Records from a dataset:
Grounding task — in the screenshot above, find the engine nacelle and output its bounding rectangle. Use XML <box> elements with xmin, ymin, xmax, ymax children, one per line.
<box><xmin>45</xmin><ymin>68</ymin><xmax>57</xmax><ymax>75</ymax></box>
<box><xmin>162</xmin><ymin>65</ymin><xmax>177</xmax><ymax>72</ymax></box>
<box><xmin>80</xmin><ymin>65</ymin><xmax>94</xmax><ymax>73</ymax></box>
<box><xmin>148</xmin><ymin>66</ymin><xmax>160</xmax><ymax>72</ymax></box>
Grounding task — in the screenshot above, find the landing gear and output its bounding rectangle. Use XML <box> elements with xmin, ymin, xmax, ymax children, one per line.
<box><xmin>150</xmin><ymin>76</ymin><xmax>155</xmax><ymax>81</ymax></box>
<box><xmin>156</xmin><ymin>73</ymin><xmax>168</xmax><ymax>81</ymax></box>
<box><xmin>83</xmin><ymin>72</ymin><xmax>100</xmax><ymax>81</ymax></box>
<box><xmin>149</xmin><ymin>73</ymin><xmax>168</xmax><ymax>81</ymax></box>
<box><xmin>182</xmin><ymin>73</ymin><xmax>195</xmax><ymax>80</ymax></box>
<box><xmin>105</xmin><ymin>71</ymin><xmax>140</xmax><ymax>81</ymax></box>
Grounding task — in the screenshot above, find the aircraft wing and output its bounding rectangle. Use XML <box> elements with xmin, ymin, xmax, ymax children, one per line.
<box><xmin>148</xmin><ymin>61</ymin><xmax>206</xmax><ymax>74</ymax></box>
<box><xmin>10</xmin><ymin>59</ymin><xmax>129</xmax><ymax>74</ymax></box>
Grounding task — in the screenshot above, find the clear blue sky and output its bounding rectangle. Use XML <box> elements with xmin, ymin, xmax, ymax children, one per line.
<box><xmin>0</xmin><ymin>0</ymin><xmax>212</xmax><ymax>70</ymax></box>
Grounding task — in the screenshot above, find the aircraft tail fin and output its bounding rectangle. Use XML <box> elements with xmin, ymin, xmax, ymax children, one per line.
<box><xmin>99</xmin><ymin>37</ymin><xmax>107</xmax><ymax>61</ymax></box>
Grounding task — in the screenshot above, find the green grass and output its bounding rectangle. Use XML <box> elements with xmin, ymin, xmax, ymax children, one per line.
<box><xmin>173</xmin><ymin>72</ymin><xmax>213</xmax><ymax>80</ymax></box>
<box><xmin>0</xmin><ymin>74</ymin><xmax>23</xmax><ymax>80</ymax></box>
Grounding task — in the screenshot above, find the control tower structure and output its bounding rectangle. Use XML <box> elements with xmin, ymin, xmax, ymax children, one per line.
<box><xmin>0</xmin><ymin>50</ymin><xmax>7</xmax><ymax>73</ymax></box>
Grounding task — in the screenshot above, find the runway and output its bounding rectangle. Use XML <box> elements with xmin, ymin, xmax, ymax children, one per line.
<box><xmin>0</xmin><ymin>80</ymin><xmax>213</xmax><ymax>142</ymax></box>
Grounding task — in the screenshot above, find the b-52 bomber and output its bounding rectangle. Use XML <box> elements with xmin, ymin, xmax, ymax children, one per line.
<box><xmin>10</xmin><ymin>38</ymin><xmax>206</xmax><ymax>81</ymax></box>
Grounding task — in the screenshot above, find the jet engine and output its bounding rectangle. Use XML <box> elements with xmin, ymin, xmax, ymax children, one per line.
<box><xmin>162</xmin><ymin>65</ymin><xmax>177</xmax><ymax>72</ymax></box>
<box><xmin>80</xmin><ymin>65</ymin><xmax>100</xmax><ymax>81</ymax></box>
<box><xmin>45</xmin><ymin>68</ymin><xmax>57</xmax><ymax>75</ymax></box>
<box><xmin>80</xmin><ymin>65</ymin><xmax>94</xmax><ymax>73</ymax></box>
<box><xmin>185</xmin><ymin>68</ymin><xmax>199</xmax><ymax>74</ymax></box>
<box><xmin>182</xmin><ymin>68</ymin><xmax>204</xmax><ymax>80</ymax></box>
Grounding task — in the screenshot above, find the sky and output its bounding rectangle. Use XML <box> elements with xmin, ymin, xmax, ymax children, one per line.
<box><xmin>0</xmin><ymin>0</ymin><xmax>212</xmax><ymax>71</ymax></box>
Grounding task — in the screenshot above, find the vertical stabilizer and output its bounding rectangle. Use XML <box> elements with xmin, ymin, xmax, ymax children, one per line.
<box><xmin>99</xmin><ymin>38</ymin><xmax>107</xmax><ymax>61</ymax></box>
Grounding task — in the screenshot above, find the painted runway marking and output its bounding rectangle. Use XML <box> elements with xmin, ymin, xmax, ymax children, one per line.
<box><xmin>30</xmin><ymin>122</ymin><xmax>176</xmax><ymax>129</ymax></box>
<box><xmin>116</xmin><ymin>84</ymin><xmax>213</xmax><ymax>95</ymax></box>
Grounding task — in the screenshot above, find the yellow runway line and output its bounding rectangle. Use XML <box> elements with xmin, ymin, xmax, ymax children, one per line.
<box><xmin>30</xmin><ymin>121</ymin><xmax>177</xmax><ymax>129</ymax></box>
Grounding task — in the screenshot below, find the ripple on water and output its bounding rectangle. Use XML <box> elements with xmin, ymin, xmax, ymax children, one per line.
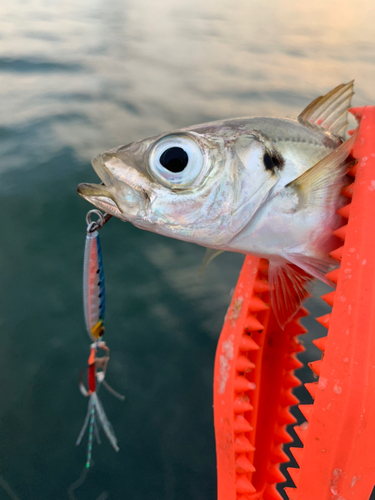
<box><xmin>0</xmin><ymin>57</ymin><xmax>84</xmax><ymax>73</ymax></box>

**ASSIGNMENT:** Only the words belong in your copy: restate the data above exactly and leave the images out.

**SOLVED PROBLEM:**
Grounding task — in the screenshot above, find the engine nacelle and output its bounding rectangle. Use XML <box> elements with xmin, ymin, xmax, ymax children, one per line.
<box><xmin>45</xmin><ymin>68</ymin><xmax>57</xmax><ymax>75</ymax></box>
<box><xmin>162</xmin><ymin>65</ymin><xmax>177</xmax><ymax>72</ymax></box>
<box><xmin>80</xmin><ymin>65</ymin><xmax>94</xmax><ymax>73</ymax></box>
<box><xmin>148</xmin><ymin>66</ymin><xmax>160</xmax><ymax>72</ymax></box>
Grounding task — in the screenshot above, find the landing gear and output its bounding rectangle. Use XML <box> elements with xmin, ymin, xmax, ymax children, one per line.
<box><xmin>150</xmin><ymin>76</ymin><xmax>155</xmax><ymax>81</ymax></box>
<box><xmin>156</xmin><ymin>73</ymin><xmax>168</xmax><ymax>81</ymax></box>
<box><xmin>83</xmin><ymin>72</ymin><xmax>100</xmax><ymax>81</ymax></box>
<box><xmin>149</xmin><ymin>73</ymin><xmax>168</xmax><ymax>81</ymax></box>
<box><xmin>182</xmin><ymin>73</ymin><xmax>195</xmax><ymax>80</ymax></box>
<box><xmin>105</xmin><ymin>71</ymin><xmax>140</xmax><ymax>81</ymax></box>
Grounding task — in the screenshot above, find the aircraft wing and output its bounding rectangle. Use XML <box> elements with xmin, ymin, xmax, ymax children, one per line.
<box><xmin>148</xmin><ymin>61</ymin><xmax>206</xmax><ymax>74</ymax></box>
<box><xmin>10</xmin><ymin>59</ymin><xmax>129</xmax><ymax>74</ymax></box>
Grounding task — in the screenshot above, find the clear blue sky and output its bounding rectangle. Use XML <box> elements with xmin, ymin, xmax, ymax children, one per line.
<box><xmin>0</xmin><ymin>0</ymin><xmax>212</xmax><ymax>70</ymax></box>
Grounding task — in the screenshot above, find the aircraft tail fin and output its bounding rectangle. Use XML <box> elements with xmin, ymin, xmax, ymax children, one per line.
<box><xmin>99</xmin><ymin>37</ymin><xmax>107</xmax><ymax>61</ymax></box>
Grounding task — in the screenshot above, find the green grass and output its bounding rectangle. Use XML <box> elements with xmin, ymin, xmax, ymax children, one per line.
<box><xmin>173</xmin><ymin>72</ymin><xmax>213</xmax><ymax>80</ymax></box>
<box><xmin>0</xmin><ymin>74</ymin><xmax>23</xmax><ymax>80</ymax></box>
Grounding task — in the screenshot above, find the control tower structure and output its bounding rectangle. Use XML <box> elements with xmin, ymin, xmax, ymax children, one per line.
<box><xmin>0</xmin><ymin>50</ymin><xmax>7</xmax><ymax>73</ymax></box>
Grounding task — in the screenshot above, find the runway and output its bounding rectangle. Use XML <box> elements with xmin, ymin, xmax, ymax children, one per line.
<box><xmin>0</xmin><ymin>80</ymin><xmax>213</xmax><ymax>142</ymax></box>
Grounding task — in the screenshot above, find the b-52 bomber and output its bounding rectangle. Use XML <box> elements with xmin, ymin, xmax, ymax children, one per line.
<box><xmin>10</xmin><ymin>38</ymin><xmax>206</xmax><ymax>81</ymax></box>
Grounding task — in the screenshot above, find the jet engine and output its bounding rectangle. Use XML <box> elements with xmin, ymin, xmax, ymax children, one per line.
<box><xmin>162</xmin><ymin>65</ymin><xmax>177</xmax><ymax>72</ymax></box>
<box><xmin>80</xmin><ymin>65</ymin><xmax>100</xmax><ymax>81</ymax></box>
<box><xmin>45</xmin><ymin>68</ymin><xmax>57</xmax><ymax>75</ymax></box>
<box><xmin>80</xmin><ymin>65</ymin><xmax>94</xmax><ymax>73</ymax></box>
<box><xmin>185</xmin><ymin>68</ymin><xmax>199</xmax><ymax>74</ymax></box>
<box><xmin>182</xmin><ymin>68</ymin><xmax>204</xmax><ymax>80</ymax></box>
Grounding task — in the screenshot above, find the sky and output its bounding rectangle. Use XML <box> elements with xmin, ymin, xmax, ymax children, one per line.
<box><xmin>0</xmin><ymin>0</ymin><xmax>212</xmax><ymax>71</ymax></box>
Grounding task — in the screenshot above, find the vertical stabilizer and output its bounding rectangle. Use XML <box> elements with xmin, ymin, xmax, ymax children, one per line.
<box><xmin>99</xmin><ymin>38</ymin><xmax>107</xmax><ymax>61</ymax></box>
Grounding task — in the screenshot above, find the painted runway marking and output its bounding rectangle. Use XML <box> elements with xmin, ymin, xmax, ymax children, one per line.
<box><xmin>30</xmin><ymin>122</ymin><xmax>176</xmax><ymax>129</ymax></box>
<box><xmin>116</xmin><ymin>84</ymin><xmax>213</xmax><ymax>95</ymax></box>
Grounding task — in the screenshot above, find the yellow runway line and output its bounding rectangle. Use XML <box> elements with xmin, ymin, xmax, ymax children, one per line.
<box><xmin>30</xmin><ymin>121</ymin><xmax>177</xmax><ymax>129</ymax></box>
Grounding task — in the screenshot below, find the ripple on water and output its bounding rectangle. Use XML <box> elements with xmin, ymin, xmax, ymax children, one per line.
<box><xmin>0</xmin><ymin>57</ymin><xmax>84</xmax><ymax>73</ymax></box>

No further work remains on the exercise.